**Article:**

Singaporean Parkers

August 25, 2007

Not being a meta-sociologist or a meta-thinker about anything, really, the big things about my homeland (overly-traditionalness, political uniformity/quietism, mental roboticism among the citizenry) don’t really make me lose sleep. Instead, I obsess about the little things, such as “If I move back to Singapore will I ever find a date again?” (sorry, Evil Editor Chick).  I tend to find the little things that make Singapore different from JP, Massachusetts very, very odd, and they feel like an itch between the shoulderblades that I can’t scratch.

FOR EXAMPLE, I notice that Singaporeans act very weird when parking their cars in the parking lot (known as the “car park”). Specifically, when there is “head-in” (i.e., not parallel) parking, Singaporean drivers don’t put just drive their cars into the spot nose first. Instead, unlike Boston drivers, 90% of Singapore drivers drive PAST the spot, put the car in reverse, and then back into the spot butt first.

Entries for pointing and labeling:

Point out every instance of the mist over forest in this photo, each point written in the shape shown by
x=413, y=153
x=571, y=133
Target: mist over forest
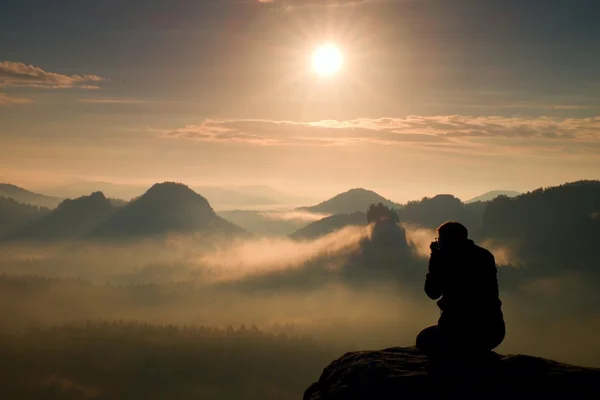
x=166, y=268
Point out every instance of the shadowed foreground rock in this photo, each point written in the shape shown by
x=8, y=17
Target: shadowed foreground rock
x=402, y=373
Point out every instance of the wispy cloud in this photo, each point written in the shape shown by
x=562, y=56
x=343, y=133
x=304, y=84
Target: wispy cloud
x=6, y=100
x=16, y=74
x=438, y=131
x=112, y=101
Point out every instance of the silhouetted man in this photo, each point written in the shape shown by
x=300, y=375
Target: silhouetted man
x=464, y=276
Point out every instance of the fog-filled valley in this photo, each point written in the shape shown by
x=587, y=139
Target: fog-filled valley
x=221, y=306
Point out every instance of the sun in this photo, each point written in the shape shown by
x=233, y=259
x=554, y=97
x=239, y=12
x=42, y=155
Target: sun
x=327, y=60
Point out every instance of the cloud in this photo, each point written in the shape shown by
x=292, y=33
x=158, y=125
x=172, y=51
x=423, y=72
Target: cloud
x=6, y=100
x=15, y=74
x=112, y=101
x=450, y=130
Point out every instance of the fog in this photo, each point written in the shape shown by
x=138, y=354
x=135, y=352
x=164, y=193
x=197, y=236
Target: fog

**Stated exercise:**
Please copy the passage from the Singapore parking post word for word, starting with "Not being a" and going on through "I can’t scratch.".

**Response to the task:**
Not being a meta-sociologist or a meta-thinker about anything, really, the big things about my homeland (overly-traditionalness, political uniformity/quietism, mental roboticism among the citizenry) don’t really make me lose sleep. Instead, I obsess about the little things, such as “If I move back to Singapore will I ever find a date again?” (sorry, Evil Editor Chick).  I tend to find the little things that make Singapore different from JP, Massachusetts very, very odd, and they feel like an itch between the shoulderblades that I can’t scratch.